### EXERCISE TASK
Could you reproduce every one of the entries below with "innermost point" changed to "core point" wherever it occurs, leaving everything else untouched?

(Rows from a dataset)
********************

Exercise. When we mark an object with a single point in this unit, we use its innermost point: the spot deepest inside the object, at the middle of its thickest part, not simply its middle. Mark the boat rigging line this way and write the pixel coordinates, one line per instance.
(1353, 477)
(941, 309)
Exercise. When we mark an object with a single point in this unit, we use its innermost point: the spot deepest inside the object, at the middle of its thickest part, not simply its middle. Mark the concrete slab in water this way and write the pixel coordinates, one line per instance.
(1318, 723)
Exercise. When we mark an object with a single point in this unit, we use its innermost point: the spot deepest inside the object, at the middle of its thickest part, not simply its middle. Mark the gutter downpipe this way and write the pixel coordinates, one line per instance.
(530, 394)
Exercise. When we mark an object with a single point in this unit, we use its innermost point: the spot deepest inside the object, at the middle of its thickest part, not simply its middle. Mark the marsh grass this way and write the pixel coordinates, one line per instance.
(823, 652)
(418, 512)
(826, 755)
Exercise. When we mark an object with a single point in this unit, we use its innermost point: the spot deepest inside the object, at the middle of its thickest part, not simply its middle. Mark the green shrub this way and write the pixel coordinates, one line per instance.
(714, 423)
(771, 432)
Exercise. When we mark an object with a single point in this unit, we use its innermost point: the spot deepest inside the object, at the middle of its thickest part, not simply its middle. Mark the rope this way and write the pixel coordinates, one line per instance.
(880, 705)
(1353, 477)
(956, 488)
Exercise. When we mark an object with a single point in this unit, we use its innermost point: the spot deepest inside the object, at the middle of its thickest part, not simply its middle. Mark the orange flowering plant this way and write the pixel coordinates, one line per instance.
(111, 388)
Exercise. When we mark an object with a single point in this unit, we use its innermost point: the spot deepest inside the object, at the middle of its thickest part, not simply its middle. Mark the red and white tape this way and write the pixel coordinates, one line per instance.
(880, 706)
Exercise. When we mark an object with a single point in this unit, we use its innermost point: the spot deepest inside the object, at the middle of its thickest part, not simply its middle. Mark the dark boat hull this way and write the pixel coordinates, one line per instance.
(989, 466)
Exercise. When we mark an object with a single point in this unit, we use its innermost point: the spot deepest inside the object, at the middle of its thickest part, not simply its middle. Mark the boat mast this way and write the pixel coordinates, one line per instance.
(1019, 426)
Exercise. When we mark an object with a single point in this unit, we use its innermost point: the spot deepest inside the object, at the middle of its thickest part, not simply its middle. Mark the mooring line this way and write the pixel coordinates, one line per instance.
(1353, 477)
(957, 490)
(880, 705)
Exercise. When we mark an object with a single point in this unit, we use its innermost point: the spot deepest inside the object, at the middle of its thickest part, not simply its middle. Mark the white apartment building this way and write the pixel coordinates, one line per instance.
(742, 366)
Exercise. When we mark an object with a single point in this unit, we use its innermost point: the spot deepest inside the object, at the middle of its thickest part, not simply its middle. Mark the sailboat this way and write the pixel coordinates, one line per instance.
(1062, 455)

********************

### RESULT
Exercise. When we mark an object with a single point in this unit, we use its core point: the spot deepest inside the object, at the middle of its thickest part, not simply its middle. Mark the boat rigging line this way and write the pixel coordinates, one line per instance.
(1353, 477)
(941, 309)
Exercise. When we mark an object with a single point in this unit, we use its core point: the spot deepest inside the object, at the middle of its thickest part, not simply its middle. Mark the concrete slab in water this way and write the pixel coordinates, one line per instance.
(1318, 723)
Exercise. When we mark an object with a single point in this unit, we use its core point: the spot deepest inside the object, at the middle of its thickest part, not simply its middle. Mark the gutter downpipe this way and write the pixel coordinates, one line per instance.
(530, 394)
Exercise. When we mark an object with a single point in this unit, we use its core point: the spot deepest inside the object, at the middle of its thickest part, not simply its middle. Mark the marsh grass this way and write the pixel coordinates, one line per instance.
(823, 652)
(418, 512)
(826, 755)
Exercise. When we mark an object with a single point in this unit, we use its core point: the spot deepest inside the object, at the middle of its thickest part, not simply its middle. Mark the green shrub this way and write the pixel coordinates, one line per instance.
(714, 423)
(771, 432)
Exercise. When we mark an object with a single point in this unit, we use its core point: the spot deepest inside the object, at the middle of its thickest part, not simply its middle. Mark the rope this way and write the pixel coordinates, one line per instance.
(880, 705)
(1353, 477)
(956, 488)
Exercise. When we mark an object with a single point in this unit, we use its core point: the spot deepest inside the object, at the middle of its thickest part, not simply its middle. Mark the orange flowering plant this way and write the pixel coordinates, one line per instance.
(111, 388)
Exercise. When we mark an object with a single point in this unit, we use its core point: the spot deepest inside the object, at the middle of its thickest part, not simply its middle. Mark the red and white tape this way and write the pixel coordinates, one line per instance.
(880, 706)
Exercise. When we mark an object with a single point in this unit, we use its core point: the spot deepest inside the object, at the middle of its thickest part, not simply its middle. Mark the dark boat hull this way and write the pixel coordinates, one line per instance.
(989, 466)
Exercise. When we mark an object with a single point in this unit, we use its core point: the spot deepest inside the object, at the middle of its thickest part, not simply its middle. Mark the boat mast this way and write the pixel coordinates, one line per instance.
(1019, 426)
Exercise. When we mark an object with a single point in this unit, we use its core point: the spot deepest inside the object, at the middle of its thickest part, not simply its middle. Mark the mooring line this way and write the pixel coordinates, one line per instance.
(1353, 477)
(957, 490)
(880, 705)
Exercise. When we mark an object with a single point in this unit, we use its core point: the spot deepest inside the object, at the middle of its thickest part, not simply its middle. Mark the white apartment building this way and write the pixel coordinates, one line per instance.
(742, 366)
Exercise. When we mark an object with a single point in this unit, we use its core point: the spot deepest inside the object, at the middle of its thickest part, not simply its middle. Mark the sailboat this way and write the pixel coordinates, one line per instance.
(1062, 455)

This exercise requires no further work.